▶ **Work instructions**
Extract every line of the records that contains the string "blue", treating uppercase and lowercase as different.

▶ **Records for the exercise**
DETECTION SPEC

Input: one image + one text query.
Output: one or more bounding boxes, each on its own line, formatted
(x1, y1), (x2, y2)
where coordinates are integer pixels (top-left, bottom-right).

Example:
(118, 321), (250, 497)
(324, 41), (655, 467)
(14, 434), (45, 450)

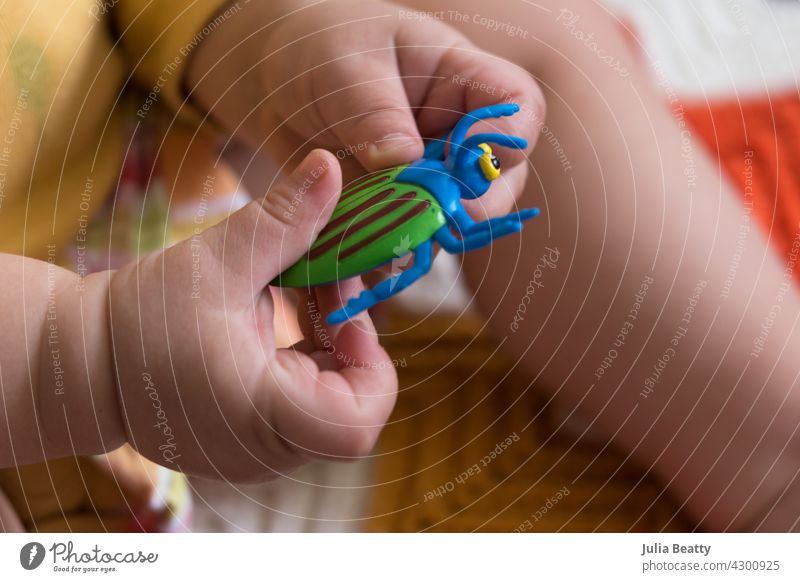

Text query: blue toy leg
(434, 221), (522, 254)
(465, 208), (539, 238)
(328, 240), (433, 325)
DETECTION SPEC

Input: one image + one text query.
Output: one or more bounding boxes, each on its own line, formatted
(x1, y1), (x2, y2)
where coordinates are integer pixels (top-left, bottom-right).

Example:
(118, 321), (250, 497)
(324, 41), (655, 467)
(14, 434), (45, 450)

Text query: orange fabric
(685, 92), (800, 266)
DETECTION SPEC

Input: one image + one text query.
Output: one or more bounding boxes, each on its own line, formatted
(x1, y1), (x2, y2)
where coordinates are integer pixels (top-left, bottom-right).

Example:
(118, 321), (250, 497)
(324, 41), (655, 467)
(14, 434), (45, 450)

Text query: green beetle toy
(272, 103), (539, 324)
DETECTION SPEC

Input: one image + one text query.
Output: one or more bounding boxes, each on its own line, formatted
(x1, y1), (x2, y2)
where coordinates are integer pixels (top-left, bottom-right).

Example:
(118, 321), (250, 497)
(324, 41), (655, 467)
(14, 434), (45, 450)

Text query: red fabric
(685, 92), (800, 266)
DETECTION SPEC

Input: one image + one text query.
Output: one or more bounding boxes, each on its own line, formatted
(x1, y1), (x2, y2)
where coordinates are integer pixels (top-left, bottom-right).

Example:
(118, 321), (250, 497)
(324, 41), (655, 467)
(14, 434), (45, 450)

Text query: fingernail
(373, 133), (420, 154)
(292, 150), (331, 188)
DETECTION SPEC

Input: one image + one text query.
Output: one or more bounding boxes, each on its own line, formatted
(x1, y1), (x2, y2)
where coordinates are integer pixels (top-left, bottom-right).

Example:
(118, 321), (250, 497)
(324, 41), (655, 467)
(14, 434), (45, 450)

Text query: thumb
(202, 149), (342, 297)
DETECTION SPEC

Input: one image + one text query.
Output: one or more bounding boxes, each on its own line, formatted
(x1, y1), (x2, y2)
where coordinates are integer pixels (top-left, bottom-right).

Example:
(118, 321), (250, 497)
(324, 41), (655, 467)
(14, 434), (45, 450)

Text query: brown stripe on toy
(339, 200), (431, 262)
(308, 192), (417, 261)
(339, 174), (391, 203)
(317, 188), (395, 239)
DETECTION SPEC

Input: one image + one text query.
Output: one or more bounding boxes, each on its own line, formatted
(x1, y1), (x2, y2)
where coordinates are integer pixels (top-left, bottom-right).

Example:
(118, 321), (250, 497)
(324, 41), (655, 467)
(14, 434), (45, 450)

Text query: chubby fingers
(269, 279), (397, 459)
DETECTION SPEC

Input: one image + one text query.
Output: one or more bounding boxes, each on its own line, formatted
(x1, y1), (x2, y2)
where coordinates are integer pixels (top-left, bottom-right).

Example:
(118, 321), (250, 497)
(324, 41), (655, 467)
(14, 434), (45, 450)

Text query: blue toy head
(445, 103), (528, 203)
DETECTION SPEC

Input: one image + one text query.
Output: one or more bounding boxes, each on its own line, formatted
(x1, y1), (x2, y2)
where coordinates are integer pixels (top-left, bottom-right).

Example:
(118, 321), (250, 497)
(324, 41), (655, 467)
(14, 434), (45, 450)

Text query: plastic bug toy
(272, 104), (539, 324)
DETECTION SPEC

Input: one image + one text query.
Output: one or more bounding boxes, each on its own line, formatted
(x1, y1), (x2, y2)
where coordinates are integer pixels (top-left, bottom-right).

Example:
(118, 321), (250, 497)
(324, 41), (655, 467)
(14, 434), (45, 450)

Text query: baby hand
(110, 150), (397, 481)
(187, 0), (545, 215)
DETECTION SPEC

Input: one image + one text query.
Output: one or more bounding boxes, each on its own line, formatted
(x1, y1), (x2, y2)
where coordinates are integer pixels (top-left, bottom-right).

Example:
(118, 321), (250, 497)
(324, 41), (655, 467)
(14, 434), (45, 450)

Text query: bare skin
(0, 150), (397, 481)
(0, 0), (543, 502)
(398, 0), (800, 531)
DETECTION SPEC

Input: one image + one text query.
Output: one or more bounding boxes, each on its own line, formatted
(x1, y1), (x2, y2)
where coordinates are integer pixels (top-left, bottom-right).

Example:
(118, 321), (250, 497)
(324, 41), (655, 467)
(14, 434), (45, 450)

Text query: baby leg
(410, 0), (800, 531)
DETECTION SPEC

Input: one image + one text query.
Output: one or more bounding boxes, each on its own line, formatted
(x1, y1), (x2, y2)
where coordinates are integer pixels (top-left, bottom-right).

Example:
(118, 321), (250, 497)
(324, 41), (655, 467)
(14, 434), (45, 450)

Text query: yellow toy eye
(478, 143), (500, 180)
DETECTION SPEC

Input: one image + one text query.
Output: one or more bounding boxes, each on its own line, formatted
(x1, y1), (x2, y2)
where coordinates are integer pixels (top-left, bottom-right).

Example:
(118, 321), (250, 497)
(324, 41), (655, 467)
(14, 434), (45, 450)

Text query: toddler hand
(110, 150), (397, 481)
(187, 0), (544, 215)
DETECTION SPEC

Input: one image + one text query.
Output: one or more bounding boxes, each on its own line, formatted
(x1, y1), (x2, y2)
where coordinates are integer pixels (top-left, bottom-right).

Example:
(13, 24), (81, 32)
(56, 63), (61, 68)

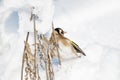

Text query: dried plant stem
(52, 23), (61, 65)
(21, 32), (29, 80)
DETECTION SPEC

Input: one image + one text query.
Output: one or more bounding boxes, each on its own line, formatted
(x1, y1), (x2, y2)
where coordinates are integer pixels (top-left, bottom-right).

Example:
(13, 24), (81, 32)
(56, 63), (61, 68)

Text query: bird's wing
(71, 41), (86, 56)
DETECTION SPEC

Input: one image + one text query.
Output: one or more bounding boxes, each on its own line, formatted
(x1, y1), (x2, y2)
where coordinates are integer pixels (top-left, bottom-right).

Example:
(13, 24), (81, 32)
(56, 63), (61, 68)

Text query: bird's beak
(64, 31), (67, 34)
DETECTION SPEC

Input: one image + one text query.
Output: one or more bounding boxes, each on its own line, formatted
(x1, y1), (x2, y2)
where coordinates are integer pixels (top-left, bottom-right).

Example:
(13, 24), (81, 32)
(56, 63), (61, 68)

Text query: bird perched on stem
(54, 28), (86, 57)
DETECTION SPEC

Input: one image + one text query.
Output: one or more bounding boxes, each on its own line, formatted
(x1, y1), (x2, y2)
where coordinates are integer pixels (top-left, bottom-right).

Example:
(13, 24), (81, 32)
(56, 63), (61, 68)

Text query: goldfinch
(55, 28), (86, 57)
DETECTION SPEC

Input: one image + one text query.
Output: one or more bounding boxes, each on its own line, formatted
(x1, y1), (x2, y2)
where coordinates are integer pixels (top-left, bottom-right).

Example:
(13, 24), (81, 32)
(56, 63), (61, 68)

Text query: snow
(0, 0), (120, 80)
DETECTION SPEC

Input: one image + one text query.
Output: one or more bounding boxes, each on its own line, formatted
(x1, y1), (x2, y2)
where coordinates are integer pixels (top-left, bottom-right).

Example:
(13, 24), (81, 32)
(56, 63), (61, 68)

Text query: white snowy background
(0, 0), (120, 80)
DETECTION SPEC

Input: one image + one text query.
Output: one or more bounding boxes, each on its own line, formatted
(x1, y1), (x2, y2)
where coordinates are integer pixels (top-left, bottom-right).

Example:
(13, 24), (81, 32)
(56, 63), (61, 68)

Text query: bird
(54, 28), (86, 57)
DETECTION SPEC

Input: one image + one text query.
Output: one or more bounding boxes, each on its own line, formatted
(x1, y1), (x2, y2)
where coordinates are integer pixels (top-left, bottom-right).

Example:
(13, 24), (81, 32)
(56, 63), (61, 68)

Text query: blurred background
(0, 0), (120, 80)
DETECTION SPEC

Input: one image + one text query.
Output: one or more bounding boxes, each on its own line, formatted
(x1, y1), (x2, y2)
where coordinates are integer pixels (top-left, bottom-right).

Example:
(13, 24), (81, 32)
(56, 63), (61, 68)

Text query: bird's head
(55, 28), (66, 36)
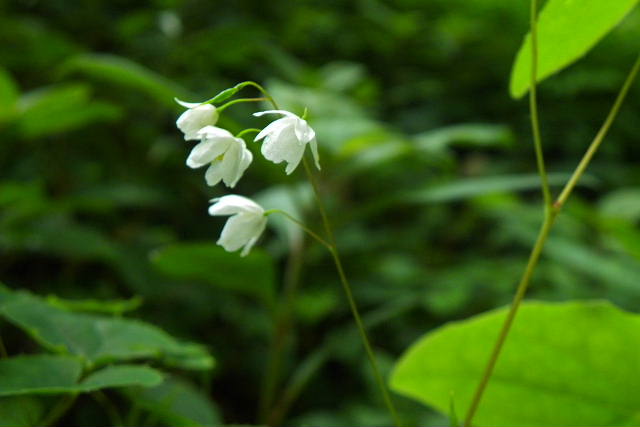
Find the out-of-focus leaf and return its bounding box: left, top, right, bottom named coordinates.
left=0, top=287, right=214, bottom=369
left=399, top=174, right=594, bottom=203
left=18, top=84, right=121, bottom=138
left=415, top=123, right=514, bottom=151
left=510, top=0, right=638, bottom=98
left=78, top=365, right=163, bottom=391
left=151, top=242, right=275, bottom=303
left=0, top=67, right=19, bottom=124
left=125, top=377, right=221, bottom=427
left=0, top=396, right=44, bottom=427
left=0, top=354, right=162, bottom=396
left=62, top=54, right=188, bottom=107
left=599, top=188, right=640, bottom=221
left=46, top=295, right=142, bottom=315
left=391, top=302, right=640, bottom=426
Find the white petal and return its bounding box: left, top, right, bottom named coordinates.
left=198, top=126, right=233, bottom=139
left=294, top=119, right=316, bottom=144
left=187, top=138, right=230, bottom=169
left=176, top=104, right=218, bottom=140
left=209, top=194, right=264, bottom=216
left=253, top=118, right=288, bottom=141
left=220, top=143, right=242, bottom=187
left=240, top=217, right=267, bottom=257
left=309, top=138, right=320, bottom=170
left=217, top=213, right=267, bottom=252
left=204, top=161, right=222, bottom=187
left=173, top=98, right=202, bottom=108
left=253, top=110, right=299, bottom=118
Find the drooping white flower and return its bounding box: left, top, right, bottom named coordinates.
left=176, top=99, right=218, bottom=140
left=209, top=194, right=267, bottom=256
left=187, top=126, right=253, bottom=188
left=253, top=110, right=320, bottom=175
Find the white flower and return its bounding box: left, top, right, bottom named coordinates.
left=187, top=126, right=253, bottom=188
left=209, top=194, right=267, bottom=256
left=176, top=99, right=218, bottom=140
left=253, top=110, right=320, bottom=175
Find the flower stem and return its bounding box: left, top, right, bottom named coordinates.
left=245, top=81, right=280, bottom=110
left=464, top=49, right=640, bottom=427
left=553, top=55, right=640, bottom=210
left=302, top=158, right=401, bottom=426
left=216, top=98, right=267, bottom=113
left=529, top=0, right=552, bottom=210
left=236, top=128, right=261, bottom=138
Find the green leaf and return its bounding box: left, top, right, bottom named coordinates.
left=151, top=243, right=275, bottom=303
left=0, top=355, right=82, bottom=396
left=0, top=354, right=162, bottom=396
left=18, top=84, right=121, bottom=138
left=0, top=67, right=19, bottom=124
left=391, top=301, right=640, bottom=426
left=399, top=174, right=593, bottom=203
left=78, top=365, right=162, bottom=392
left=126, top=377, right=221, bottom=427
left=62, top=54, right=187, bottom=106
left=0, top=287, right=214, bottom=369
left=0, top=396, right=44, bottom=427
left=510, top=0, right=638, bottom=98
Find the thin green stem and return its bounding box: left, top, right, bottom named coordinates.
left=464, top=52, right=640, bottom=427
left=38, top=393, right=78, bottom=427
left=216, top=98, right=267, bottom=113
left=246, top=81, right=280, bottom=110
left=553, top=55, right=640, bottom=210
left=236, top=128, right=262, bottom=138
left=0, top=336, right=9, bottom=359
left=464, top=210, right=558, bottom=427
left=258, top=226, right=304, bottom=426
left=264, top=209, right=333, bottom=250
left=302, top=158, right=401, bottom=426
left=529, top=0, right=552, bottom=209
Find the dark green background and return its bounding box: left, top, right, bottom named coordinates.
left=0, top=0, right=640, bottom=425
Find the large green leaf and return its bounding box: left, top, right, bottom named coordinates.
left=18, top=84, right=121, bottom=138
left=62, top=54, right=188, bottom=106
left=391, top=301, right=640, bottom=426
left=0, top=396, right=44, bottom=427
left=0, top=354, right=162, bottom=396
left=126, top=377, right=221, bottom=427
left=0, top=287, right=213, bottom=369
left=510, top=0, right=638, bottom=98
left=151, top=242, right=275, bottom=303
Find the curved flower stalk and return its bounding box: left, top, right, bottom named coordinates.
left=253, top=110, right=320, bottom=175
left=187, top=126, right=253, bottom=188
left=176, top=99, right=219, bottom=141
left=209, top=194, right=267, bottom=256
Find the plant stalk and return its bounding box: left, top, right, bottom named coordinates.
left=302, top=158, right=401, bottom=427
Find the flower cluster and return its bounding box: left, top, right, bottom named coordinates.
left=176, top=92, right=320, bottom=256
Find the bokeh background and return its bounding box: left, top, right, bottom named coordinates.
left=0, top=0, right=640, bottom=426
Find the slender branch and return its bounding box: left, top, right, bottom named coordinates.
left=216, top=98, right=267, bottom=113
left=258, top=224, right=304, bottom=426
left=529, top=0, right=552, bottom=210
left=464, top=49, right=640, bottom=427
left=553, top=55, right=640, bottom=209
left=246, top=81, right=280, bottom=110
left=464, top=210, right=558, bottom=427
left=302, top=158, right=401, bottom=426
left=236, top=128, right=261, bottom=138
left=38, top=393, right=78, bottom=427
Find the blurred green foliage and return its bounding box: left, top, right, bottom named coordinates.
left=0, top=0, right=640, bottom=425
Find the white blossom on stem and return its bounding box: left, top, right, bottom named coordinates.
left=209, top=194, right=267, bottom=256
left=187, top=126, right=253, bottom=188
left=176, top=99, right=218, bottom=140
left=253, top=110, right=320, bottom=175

▶ **Exercise answer**
Text query: blue toy leg
Text query: blue toy head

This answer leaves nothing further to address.